* [READING PASSAGE]:
Atlanta. Porsche is placing its fastest, most powerful and most luxurious Panamera grand touring sedan at the peak of the series: With a power output of 570 hp and a top track speed of 192 mph, plus a particularly extensive and top-quality range of features, the Panamera Turbo S is guaranteed a special status in its market segment. For the first time ever, an Executive version of the Panamera Turbo S is also available with a wheelbase that has been extended by 5.9 inches. As a result, the Panamera Turbo S Executive offers significantly more space and even more comfort, particularly at the rear. Thermal and noise-insulated windows, which include privacy glazing, an interior lighting package designed especially for the rear, and a large center console at the rear are just some of the extensive standard features. The new top model in the Panamera model line will be celebrating its world premiere at the Tokyo Motor Show November 20-21, 2013.

The character of the new Panamera Turbo S is evident not only in its driving performance but also in the key distinguishing features of its appearance. The Palladium Metallic exterior color, which is available solely for the new Panamera Turbo S, gives the top model an especially exclusive look and enhances the classy, elegant contours. An indication of the vehicle's outstanding driving dynamics is provided by 20-inch 911 Turbo II wheels, which are not only larger but also significantly wider than the standard wheels belonging to other Panamera models. The four-way rear spoiler, painted in the same color as the exterior, is another unique feature.

The new top Panamera model from Porsche features an exceptionally extensive range of equipment appropriate for a top model in the luxury class. It features all of the driving dynamics control systems available for the model range as standard. The Porsche Dynamic Chassis Control (PDCC), an active roll stabilization system, reduces the vehicle's lateral inclination in curves, thereby increasing agility and comfort in equal measure. The Porsche Torque Vectoring Plus (PTV Plus) system works with a variable standard torque split at the rear wheels in combination with an electronically controlled rear-axle differential lock to provide improved traction in any driving situation. Thanks to the Porsche Ceramic Composite Brakes (PCCB), the Panamera Turbo S benefits from a high-performance brake system that is particularly resistant to brake fading and wear. The chassis of the Panamera Turbo S of course features the Porsche Active Suspension Management (PASM) adaptive damper control and adaptive air suspension with additional air volume, new to the Panamera range for 2014.

Fifty more horsepower from new turbochargers

A 50-hp increase in power compared to the Panamera Turbo engine has been achieved through specific revisions to a number of components. Porsche is now using two new turbochargers with larger compressors in the Panamera Turbo S model. The new compressors increase the air flow, and the chargers push more oxygen into the combustion chambers at high loads and speeds. In addition, the injection pressure has been increased by 20 bar to 140 bar. Together, both of these measures also enable higher component loads, which are absorbed by pistons made from a new aluminium alloy and specially coated piston rings.

This concept has two further advantages: By preparing the air-fuel mixture in the combustion chambers more effectively, the torque also increases to 553 lb.-ft. at between 2,250 and 5,000 rpm, with overboost increasing torque momentarily to 590 lb.-ft. The extra torque makes overtaking even easier and faster.

* [TO DO]: In the Panamera Turbo S article, by how many inches has the wheelbase of the Executive version been extended?

* [RECORD SET]:

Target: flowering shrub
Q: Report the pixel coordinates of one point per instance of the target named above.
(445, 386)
---
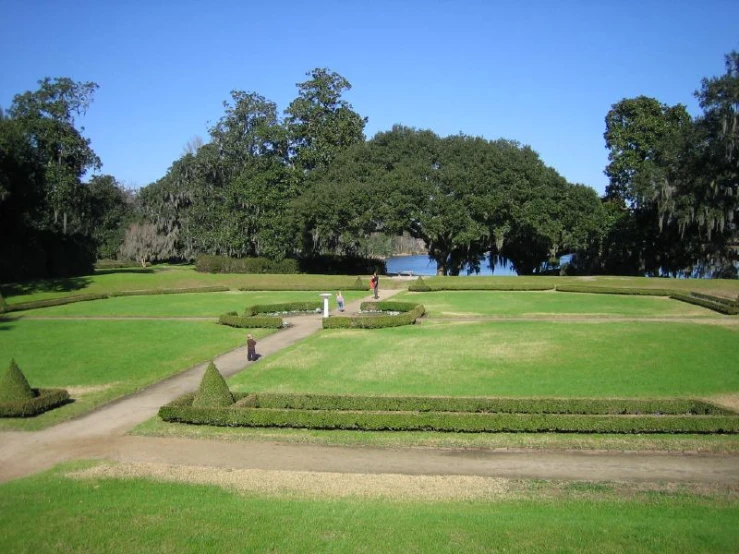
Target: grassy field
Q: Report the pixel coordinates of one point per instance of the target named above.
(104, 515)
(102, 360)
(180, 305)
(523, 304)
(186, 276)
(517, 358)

* [RESPONSE]: 5.9 inches